◆ **EXTRACT TO READ**

Although the trial in Inherit the Wind concerns the battle between creationism and evolutionism, a deeper conflict exists beneath the surface. Drummond points to this more basic issue when he asks his young witness Howard whether he believes in Darwin. When the boy responds that he hasn’t made up his mind, Drummond insists that the boy’s freedom to think—to make up his own mind—is what is actually on trial.
The creationists in the play, who adhere to rigid, fundamental Christian doctrines, are a conservative force that has prescribed for Hillsboro society how their minds should be made up. Their conservatism is rooted in fear. The most adamant creationists, Brady and Reverend Brown, occupy positions of authority at the top of the social order, and their primary motivation is to maintain this control over that social order. Like Darwinism, which questions the religious foundation of that social order, new, progressive ideas present a threat to the creationists’ status as leaders.

◆ **SET EXERCISE 1**
Please list each line in the entries below that contains the string "post".

(Excerpt from a dataset)
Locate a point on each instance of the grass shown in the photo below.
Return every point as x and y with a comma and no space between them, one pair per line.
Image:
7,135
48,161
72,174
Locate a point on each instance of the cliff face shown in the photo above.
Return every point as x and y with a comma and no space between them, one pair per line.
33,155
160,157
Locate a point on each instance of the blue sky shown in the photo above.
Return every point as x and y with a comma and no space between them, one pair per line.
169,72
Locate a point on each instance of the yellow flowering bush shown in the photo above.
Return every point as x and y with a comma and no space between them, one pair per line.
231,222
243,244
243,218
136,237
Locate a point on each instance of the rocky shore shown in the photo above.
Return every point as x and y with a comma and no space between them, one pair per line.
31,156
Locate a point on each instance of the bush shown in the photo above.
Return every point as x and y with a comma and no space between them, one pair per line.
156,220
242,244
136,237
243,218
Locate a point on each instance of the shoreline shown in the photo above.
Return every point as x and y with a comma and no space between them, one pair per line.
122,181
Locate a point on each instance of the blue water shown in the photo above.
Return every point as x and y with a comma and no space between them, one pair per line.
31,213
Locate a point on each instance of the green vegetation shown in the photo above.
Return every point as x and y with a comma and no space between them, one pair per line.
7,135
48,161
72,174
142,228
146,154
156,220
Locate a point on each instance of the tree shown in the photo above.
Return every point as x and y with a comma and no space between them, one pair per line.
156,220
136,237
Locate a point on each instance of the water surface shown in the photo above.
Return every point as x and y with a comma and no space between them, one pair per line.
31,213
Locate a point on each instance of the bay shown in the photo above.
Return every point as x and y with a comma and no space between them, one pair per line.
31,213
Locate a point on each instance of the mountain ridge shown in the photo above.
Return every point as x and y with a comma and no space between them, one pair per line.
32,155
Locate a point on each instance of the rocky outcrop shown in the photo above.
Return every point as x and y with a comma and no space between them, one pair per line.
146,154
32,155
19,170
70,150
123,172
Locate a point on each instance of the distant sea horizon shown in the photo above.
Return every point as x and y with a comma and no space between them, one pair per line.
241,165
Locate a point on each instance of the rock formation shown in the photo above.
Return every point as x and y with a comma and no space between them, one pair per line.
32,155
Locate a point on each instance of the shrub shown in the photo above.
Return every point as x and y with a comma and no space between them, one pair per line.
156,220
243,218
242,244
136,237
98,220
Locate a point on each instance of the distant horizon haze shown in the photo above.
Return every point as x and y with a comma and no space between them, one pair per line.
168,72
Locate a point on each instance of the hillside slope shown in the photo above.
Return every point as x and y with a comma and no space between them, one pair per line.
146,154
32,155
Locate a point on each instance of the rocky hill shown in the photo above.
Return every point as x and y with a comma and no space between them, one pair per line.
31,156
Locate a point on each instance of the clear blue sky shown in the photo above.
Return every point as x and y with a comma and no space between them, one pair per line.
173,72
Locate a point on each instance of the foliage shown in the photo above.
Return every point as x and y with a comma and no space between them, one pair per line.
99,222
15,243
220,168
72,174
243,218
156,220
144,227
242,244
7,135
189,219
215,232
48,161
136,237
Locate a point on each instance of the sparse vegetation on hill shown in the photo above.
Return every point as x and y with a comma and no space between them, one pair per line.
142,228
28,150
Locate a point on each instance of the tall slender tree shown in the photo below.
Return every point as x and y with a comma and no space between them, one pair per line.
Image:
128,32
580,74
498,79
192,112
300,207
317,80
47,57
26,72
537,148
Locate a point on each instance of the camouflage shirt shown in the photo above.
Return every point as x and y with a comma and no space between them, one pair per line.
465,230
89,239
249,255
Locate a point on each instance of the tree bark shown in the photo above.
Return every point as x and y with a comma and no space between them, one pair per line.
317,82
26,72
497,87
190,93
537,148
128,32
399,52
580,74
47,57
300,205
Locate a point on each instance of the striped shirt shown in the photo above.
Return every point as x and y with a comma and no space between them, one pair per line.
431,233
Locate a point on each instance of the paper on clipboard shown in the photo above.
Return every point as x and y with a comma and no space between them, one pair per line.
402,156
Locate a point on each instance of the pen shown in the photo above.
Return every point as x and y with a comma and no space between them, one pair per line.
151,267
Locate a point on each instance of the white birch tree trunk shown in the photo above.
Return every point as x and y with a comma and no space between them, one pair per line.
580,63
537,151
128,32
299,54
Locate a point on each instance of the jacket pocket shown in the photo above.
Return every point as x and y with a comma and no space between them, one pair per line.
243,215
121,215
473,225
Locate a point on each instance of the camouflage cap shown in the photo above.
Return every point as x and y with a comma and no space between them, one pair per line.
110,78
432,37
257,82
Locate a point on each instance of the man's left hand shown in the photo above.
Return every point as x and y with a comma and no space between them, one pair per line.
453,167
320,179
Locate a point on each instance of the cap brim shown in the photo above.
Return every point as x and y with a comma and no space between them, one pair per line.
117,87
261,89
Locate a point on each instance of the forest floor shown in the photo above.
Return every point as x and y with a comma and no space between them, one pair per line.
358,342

...

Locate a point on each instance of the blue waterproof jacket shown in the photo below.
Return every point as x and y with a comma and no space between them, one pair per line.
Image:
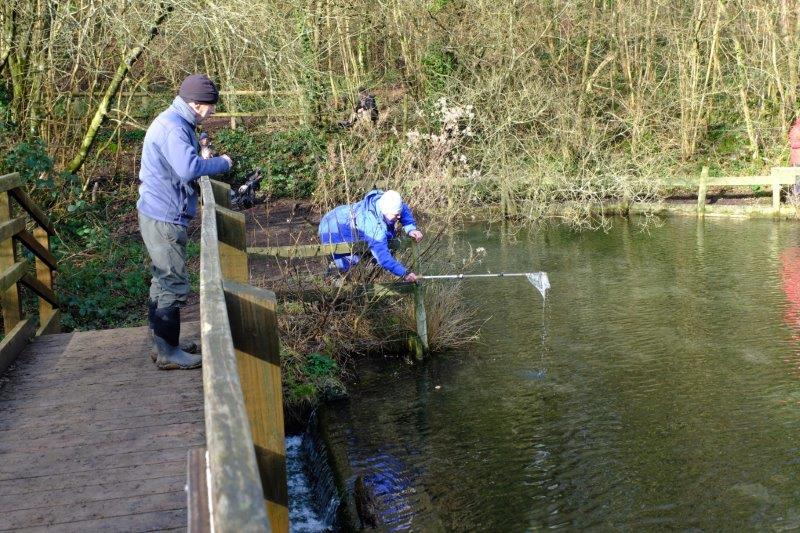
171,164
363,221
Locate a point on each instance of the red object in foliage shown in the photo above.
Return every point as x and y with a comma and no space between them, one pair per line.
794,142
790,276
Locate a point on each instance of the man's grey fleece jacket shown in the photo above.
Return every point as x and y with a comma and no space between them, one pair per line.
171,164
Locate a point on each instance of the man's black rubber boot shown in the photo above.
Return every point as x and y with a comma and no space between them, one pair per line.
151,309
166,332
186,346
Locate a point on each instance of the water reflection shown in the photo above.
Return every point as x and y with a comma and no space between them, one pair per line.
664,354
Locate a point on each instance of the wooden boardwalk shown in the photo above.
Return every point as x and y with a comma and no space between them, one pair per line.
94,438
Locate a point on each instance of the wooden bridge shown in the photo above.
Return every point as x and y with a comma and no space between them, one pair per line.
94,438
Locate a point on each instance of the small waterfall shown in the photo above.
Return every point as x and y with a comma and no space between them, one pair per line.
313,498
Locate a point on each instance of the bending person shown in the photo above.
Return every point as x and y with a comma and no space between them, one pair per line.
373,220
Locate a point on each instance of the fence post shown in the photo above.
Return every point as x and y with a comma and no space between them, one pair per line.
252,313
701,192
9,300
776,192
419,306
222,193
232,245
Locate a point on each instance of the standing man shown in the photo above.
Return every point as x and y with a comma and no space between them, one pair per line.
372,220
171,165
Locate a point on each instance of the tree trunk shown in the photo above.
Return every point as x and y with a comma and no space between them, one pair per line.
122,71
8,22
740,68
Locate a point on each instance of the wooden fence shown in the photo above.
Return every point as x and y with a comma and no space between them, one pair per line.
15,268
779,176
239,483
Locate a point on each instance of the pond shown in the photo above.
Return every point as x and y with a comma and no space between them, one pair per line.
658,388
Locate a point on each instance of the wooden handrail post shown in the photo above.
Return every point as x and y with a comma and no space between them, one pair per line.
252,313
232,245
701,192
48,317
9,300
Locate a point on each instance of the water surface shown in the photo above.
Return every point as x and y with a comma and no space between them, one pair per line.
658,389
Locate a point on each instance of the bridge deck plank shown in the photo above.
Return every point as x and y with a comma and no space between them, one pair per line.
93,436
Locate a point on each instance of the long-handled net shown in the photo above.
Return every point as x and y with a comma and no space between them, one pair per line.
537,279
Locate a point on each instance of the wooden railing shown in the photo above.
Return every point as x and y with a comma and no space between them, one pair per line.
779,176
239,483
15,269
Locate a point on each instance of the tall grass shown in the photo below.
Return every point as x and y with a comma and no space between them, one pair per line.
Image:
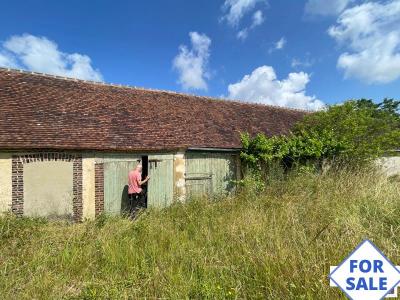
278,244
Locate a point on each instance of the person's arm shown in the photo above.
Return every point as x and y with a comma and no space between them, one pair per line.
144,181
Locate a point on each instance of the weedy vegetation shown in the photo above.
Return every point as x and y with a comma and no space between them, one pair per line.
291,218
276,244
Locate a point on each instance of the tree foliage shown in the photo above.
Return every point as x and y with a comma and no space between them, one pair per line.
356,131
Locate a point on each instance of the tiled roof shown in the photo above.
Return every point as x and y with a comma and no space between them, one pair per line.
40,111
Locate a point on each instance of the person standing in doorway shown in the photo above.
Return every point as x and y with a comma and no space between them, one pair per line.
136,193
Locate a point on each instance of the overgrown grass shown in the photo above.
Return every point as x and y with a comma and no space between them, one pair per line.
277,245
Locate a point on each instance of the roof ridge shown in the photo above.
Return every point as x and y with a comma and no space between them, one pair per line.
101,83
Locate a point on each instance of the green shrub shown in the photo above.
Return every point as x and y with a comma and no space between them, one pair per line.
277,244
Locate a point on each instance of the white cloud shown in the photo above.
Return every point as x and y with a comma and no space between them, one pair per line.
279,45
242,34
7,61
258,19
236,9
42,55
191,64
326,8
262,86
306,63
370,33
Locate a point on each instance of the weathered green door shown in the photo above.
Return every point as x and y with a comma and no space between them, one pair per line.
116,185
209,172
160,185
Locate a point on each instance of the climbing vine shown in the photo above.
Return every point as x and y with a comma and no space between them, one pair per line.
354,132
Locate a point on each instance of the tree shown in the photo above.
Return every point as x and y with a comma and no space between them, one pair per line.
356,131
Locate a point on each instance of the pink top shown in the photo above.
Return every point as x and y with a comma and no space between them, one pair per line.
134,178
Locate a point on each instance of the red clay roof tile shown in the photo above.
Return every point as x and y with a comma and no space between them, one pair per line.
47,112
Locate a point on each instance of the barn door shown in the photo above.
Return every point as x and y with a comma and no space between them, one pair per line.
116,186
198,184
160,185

◆ **SET EXERCISE 2**
Copy the portion of the passage on Inherit the Wind above that runs between "Although the trial" and "actually on trial.", inclusive.

◆ **COMPLETE ANSWER 1**
Locate a point on each instance of the fence post shown in the photo above.
Locate a point on each instance of the wooden handrail post shown in the photo above.

◆ **COMPLETE ANSWER 2**
Although the trial in Inherit the Wind concerns the battle between creationism and evolutionism, a deeper conflict exists beneath the surface. Drummond points to this more basic issue when he asks his young witness Howard whether he believes in Darwin. When the boy responds that he hasn’t made up his mind, Drummond insists that the boy’s freedom to think—to make up his own mind—is what is actually on trial.